Instructions to follow: Reproduce every one of the following items, switching each occurrence of "Kindly provide" to "Please supply" and leaving all other text unchanged.

[Dataset excerpt]
§
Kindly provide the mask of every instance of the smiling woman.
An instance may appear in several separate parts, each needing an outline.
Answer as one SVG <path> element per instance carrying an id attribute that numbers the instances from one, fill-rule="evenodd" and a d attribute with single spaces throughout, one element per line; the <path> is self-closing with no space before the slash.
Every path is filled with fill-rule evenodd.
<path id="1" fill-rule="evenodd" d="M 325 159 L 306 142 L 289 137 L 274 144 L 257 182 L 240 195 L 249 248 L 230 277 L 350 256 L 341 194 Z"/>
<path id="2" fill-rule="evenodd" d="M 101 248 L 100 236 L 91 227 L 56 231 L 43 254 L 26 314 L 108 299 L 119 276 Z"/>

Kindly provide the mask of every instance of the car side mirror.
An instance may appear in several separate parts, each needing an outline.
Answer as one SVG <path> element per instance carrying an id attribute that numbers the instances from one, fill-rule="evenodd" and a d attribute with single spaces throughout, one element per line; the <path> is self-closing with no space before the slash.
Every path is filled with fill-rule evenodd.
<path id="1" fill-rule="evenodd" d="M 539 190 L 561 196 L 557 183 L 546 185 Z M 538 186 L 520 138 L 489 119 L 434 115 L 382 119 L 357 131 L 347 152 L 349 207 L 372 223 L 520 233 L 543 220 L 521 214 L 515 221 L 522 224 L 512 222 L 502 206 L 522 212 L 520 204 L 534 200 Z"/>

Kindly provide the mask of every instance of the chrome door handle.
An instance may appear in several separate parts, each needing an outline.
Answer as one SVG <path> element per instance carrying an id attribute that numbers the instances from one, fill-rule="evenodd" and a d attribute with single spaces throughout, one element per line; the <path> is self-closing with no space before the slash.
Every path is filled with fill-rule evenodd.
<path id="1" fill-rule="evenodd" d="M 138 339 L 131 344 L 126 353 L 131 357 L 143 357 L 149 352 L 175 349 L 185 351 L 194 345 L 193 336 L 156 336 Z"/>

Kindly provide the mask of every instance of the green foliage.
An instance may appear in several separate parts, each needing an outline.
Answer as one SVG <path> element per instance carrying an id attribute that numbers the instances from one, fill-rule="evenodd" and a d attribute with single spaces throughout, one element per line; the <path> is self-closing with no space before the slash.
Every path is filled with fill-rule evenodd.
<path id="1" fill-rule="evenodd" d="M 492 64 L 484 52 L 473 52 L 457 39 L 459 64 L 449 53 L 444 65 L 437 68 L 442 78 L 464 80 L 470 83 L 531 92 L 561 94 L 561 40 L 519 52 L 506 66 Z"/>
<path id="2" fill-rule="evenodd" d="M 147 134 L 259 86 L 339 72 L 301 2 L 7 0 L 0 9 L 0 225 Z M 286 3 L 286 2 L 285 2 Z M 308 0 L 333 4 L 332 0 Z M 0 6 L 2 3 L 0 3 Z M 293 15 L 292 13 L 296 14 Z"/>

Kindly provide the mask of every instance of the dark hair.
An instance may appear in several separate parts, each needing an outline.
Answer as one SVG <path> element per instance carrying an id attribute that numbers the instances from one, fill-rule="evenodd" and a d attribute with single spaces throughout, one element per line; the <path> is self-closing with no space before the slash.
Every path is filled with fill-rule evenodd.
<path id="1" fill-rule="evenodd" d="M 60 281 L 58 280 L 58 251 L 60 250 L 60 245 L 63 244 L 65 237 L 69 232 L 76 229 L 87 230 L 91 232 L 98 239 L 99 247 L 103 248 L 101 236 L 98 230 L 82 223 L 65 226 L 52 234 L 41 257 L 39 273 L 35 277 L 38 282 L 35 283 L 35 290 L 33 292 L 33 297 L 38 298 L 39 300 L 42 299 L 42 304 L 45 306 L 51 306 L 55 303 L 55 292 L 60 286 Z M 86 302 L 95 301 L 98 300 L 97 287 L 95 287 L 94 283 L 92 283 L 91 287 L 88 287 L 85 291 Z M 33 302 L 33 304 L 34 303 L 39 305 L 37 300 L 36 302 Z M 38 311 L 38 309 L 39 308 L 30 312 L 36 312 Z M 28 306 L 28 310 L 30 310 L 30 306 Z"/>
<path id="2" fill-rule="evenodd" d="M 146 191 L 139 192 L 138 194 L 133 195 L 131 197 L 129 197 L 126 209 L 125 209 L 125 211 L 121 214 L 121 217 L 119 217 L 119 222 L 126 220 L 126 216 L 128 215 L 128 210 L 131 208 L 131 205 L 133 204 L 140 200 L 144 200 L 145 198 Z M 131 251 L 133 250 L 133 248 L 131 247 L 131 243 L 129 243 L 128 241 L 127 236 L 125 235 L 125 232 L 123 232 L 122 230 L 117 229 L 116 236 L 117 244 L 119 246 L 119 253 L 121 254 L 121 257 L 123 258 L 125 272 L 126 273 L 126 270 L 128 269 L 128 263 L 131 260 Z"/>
§
Finished exercise:
Please supply the mask of every instance of the smiling woman.
An instance may appear in several separate parts, each needing an outline.
Answer as one SVG <path> element per instance carrying an id attribute that numbers the instances from one, fill-rule="evenodd" and a d attribute with single spaces throughout, one element per line; the <path> is self-closing with no space before the slash.
Every path is filled with fill-rule evenodd.
<path id="1" fill-rule="evenodd" d="M 325 159 L 306 142 L 289 137 L 274 144 L 257 182 L 240 195 L 249 248 L 230 277 L 350 256 L 341 194 Z"/>
<path id="2" fill-rule="evenodd" d="M 101 248 L 100 236 L 91 227 L 56 231 L 43 254 L 26 314 L 108 299 L 119 276 Z"/>

Please supply the mask of every instance of the car side mirror.
An instance may appear in several separate parts, each needing an outline.
Answer as one SVG <path> element per instance carrying an id attribute that numbers the instances from one, fill-rule="evenodd" and a d attribute with single spaces throughout, one element per line; the <path> is self-closing with no space before the slash.
Every path is filled with fill-rule evenodd.
<path id="1" fill-rule="evenodd" d="M 539 190 L 561 196 L 557 183 L 546 185 Z M 538 186 L 520 138 L 489 119 L 434 115 L 382 119 L 357 131 L 347 152 L 349 207 L 372 223 L 520 233 L 543 220 L 521 214 L 515 221 L 522 224 L 512 222 L 502 206 L 522 212 L 520 204 L 534 200 Z"/>

Please supply the mask of every instance of the chrome door handle.
An instance may appear in several separate parts, each needing an outline.
Answer as one SVG <path> element per instance carrying an id attribute that numbers the instances from one, fill-rule="evenodd" and a d attribute with single spaces throughout, one element per line; the <path> is self-closing with no space before the slash.
Every path is filled with fill-rule evenodd.
<path id="1" fill-rule="evenodd" d="M 138 339 L 131 344 L 126 353 L 131 357 L 143 357 L 149 352 L 175 349 L 185 351 L 194 345 L 193 336 L 156 336 Z"/>

Please supply the mask of every instance of the green foliage.
An instance may appear in several separate parts, each needing an outline.
Answer as one SVG <path> element per instance carrying an id attribute that numbers the instances from one, fill-rule="evenodd" and a d attribute with single spaces throughout, one element per line; the <path> is self-closing with no space before the slash.
Every path is filled with fill-rule evenodd.
<path id="1" fill-rule="evenodd" d="M 492 64 L 484 52 L 473 52 L 457 39 L 459 64 L 449 53 L 444 65 L 437 68 L 442 78 L 464 80 L 470 83 L 531 92 L 561 94 L 561 40 L 519 52 L 506 66 Z"/>
<path id="2" fill-rule="evenodd" d="M 147 134 L 259 86 L 339 72 L 301 2 L 7 0 L 0 9 L 0 225 Z M 286 3 L 286 2 L 285 2 Z M 308 0 L 333 4 L 332 0 Z M 0 6 L 2 3 L 0 3 Z M 293 15 L 292 13 L 296 14 Z"/>

Please supply the mask of every instance of the dark hair.
An instance may appear in several separate parts, each needing an outline.
Answer as one SVG <path> element per instance carrying an id attribute that numbers the instances from one, fill-rule="evenodd" and a d attribute with single spaces throughout, one element per line; the <path> is self-closing with no space before the slash.
Every path is filled with fill-rule evenodd.
<path id="1" fill-rule="evenodd" d="M 60 281 L 58 280 L 58 251 L 60 250 L 60 245 L 63 244 L 65 237 L 69 232 L 76 229 L 87 230 L 91 232 L 98 239 L 99 247 L 103 248 L 101 236 L 98 230 L 82 223 L 65 226 L 52 234 L 41 257 L 39 273 L 35 277 L 38 282 L 35 283 L 35 290 L 33 292 L 33 297 L 38 298 L 39 300 L 42 299 L 42 304 L 45 306 L 51 306 L 55 303 L 55 292 L 60 286 Z M 86 302 L 95 301 L 98 300 L 97 287 L 95 287 L 94 283 L 92 283 L 91 287 L 88 287 L 85 291 Z M 33 302 L 33 304 L 34 303 L 39 305 L 37 300 L 36 302 Z M 38 311 L 38 309 L 39 308 L 30 312 L 36 312 Z M 28 306 L 28 310 L 30 310 L 30 306 Z"/>
<path id="2" fill-rule="evenodd" d="M 146 191 L 139 192 L 138 194 L 133 195 L 131 197 L 129 197 L 126 209 L 125 209 L 125 211 L 121 214 L 121 217 L 119 217 L 119 222 L 126 220 L 126 216 L 128 215 L 128 210 L 131 208 L 131 205 L 133 204 L 140 200 L 144 200 L 145 198 Z M 131 251 L 133 250 L 133 248 L 131 247 L 131 243 L 129 243 L 128 241 L 127 236 L 125 235 L 125 232 L 123 232 L 122 230 L 117 229 L 116 236 L 117 244 L 119 246 L 119 253 L 121 254 L 121 257 L 123 258 L 125 272 L 126 273 L 126 270 L 128 269 L 128 263 L 131 260 Z"/>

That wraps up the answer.